SUPPLIED ENTRIES Start Marker

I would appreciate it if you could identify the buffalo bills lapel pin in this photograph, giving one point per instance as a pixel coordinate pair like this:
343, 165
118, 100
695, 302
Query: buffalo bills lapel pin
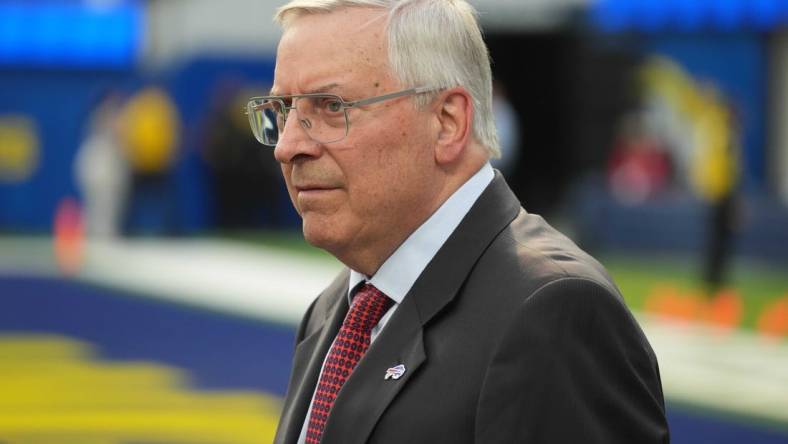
395, 372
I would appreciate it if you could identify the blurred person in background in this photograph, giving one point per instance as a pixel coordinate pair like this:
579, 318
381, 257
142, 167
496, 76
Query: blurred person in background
102, 170
151, 134
460, 317
508, 126
639, 168
246, 180
715, 178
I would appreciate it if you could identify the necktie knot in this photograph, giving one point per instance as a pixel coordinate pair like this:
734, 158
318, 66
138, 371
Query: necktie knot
368, 307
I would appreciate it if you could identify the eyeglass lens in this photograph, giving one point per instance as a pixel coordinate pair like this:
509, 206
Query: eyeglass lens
322, 117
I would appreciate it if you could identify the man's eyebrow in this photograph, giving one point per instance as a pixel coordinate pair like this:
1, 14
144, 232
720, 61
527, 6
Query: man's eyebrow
322, 89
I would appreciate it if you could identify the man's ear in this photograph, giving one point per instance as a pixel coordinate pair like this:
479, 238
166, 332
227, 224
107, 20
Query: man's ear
454, 110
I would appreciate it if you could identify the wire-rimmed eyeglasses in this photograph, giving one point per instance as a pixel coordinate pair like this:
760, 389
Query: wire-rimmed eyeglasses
322, 116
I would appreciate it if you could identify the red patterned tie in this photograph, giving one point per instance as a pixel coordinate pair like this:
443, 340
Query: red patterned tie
352, 341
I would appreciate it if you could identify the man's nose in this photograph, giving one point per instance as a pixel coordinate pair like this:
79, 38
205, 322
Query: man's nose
295, 142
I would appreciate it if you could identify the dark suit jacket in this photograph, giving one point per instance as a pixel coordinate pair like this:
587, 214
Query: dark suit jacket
512, 334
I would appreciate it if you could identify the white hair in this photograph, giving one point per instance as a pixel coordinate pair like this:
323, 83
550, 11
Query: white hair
431, 43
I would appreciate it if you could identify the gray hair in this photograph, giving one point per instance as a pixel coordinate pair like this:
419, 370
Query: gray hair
431, 43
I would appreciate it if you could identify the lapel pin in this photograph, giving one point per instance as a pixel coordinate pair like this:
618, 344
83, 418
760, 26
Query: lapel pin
395, 372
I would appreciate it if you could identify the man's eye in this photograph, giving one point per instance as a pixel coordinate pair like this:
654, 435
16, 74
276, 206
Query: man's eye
333, 106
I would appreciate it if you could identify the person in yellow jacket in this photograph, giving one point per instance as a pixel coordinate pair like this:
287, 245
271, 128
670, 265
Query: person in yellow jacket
151, 134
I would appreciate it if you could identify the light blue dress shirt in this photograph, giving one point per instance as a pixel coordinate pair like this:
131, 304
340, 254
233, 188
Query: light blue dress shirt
398, 274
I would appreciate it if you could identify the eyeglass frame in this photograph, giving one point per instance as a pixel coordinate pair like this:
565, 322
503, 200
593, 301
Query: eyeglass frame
345, 106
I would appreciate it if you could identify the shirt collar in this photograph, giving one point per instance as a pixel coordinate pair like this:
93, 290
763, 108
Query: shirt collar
399, 272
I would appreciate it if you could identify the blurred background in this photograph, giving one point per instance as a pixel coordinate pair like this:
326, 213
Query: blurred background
152, 270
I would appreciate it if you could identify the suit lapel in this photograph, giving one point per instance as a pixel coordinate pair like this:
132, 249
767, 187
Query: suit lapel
366, 394
307, 362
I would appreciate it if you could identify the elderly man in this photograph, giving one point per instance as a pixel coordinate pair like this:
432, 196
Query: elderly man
460, 318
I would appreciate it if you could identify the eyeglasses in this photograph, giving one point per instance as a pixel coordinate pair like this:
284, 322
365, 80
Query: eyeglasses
322, 116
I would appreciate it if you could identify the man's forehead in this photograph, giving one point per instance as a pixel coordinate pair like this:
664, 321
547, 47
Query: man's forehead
328, 52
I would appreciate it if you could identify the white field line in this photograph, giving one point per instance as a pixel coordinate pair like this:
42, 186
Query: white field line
736, 371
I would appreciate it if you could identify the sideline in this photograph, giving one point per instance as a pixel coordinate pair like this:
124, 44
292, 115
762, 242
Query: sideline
735, 372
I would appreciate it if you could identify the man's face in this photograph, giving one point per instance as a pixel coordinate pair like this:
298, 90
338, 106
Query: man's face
360, 197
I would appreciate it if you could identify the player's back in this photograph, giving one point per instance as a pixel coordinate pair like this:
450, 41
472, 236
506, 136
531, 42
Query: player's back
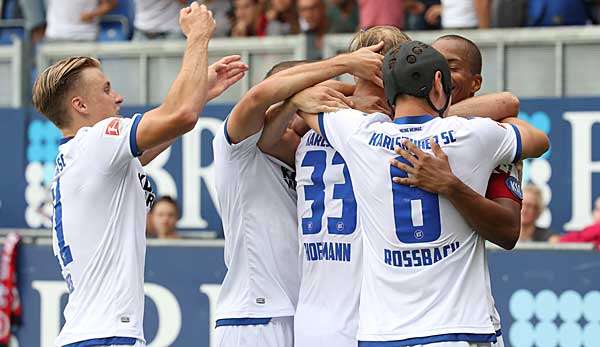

SUPPLIED ENTRIES End Marker

WORK TO BE COMPLETED.
The answer should hold every entry exactly as given and no pictures at all.

RESULT.
I would appreciate it if you could identify the buffalo bills lapel pin in this photograph, giving one point per instance as a pixel coordinate pair like this:
343, 165
118, 100
695, 302
Query: buffalo bills lapel pin
395, 372
I would appreciate it if you could identify the blurred person in background in this photograph, giving one point per instance as a pixel coordinate pair like this:
579, 318
381, 257
142, 167
496, 76
Query: blurred person in background
102, 170
151, 134
460, 317
508, 126
639, 168
246, 180
715, 178
I would appreciate it if you could identify the necktie knot in this photograph, giving one point per instance as a pixel coordinate pair like this:
734, 158
318, 66
138, 371
Query: necktie knot
368, 307
I would appreciate it if you could identify the eyeglass lens in this photograph, giving one point per instance as a pixel coordinate pair like this:
509, 206
Query: eyeglass lens
322, 117
I would appreciate it if you could identify the man's eyebrow in this photograph, giving one point per instance as a pixel coordinate pair like this:
1, 14
144, 232
720, 61
527, 6
Query: man's eyebrow
322, 89
I would appreciate it if you could identify the man's ear in this photograph, giving one point per instance as a pixel coordinate pair like this:
479, 238
166, 332
227, 224
107, 20
Query: man's ear
454, 110
I would appreciate it if you could identify the wire-rimmed eyeglasses in this photograph, giving one point per instance as a pixel coordinate pair like this:
760, 389
Query: wire-rimmed eyeglasses
322, 116
I would appreciate it if you could identify the red patterned tie in this photograph, giving one point per instance as a pixel coordinate pair like this:
443, 340
Query: red patterned tie
352, 341
I would appreciate it if you could identify the man's nose in this photograph, giving one point per instance as a pixel coordinate pair like this:
79, 38
205, 322
Query: man's nose
295, 142
I would appreciate it if you could identify the dark suit jacket in this photograph, giving one point per instance as a pixel coordinate pair like this:
587, 214
Query: dark suit jacket
512, 334
I would appreciate it if you could identify the white hair in this photograph, giving one point per instance as a pixel coordinate pair like this:
323, 83
550, 11
Query: white hair
431, 43
I would appreciate it if you could identify the gray hair in this photograph, giving one point per instance as a pixel coordinate pair like this:
419, 370
Query: gray hair
431, 43
I would appreciate it if you could identify the lapel pin in this photograph, giving one point per instance as a pixel coordinate pair like this:
618, 344
83, 418
760, 26
Query: lapel pin
395, 372
I would appreciate it if you could identify the man's eye in this photograph, giving one point per instance as a pixel coordinate pair like this:
654, 435
16, 74
276, 206
Query: man's eye
333, 106
I would appreciate it if you could identify the person in yellow jacket in this photograph, giving one point per instance as a pixel coordinate pair like this:
287, 245
271, 128
670, 265
Query: person in yellow jacket
151, 134
I would appreciate it if you could identify the light blue dress shirt in this photograph, giving one point per instance as a pixel coordinate pair like this:
131, 304
340, 254
233, 188
Query: light blue dress shirt
398, 274
I would appreciate it if you could identify the eyeglass frame in this photograph, giving one point per instance as a pixel coordinate pair like this:
565, 322
503, 200
593, 301
Query: eyeglass frame
345, 106
I would appreciate it if you could identify the shirt collar in this photograph, giving one point per instance as a pixel coordinate pair like this:
93, 290
763, 108
Query: shirt collar
399, 272
I would appreciate it if you could identify the blurred background in this photograph, giving one point per instance as a pixel coordinate pair like this:
326, 213
Query: blurred background
152, 270
I would appreciate it if you could identify the suit lapel in this photograph, giving one point per instance as a pixel coordinate pair like this:
132, 249
767, 187
Query: suit lapel
366, 394
307, 362
I would appreciate it if you could identify the elderly man in this photograph, giving one point per instance as a pixel coordinate pair like this:
432, 196
Query: elderly man
460, 318
I would appreciate it if you could identify the eyeglasses in this photograph, giving one point per instance as a pixel coordinate pair like this:
284, 322
365, 80
Query: eyeglasses
322, 116
I would appreciate it if you could identify the man's forehead in this photograph, giving one point per instance as a pixel coordinate pair like this:
664, 321
547, 47
Query: man's forehead
328, 52
I would appreciate it if you could identify the white field line in this photograph, giving one point per instance as a pixel coordinate pair like this:
42, 186
Query: white field line
736, 371
I would appreciate it if you could identify the sideline in this photograph, giving one point per instance as a pixel coordinate pair like this:
124, 44
292, 115
762, 242
Query: sideline
735, 372
I would appreciate it if you could identify the man's face in this photograph, giving one point per instance as a pixel coordinate pair like this:
298, 90
338, 106
Query: man's face
360, 197
I would appreciate it if you could identify the player's back in this photograph, giving one point per instance as a pixel coordinate pair like this:
450, 41
472, 236
506, 136
531, 42
Query: player's back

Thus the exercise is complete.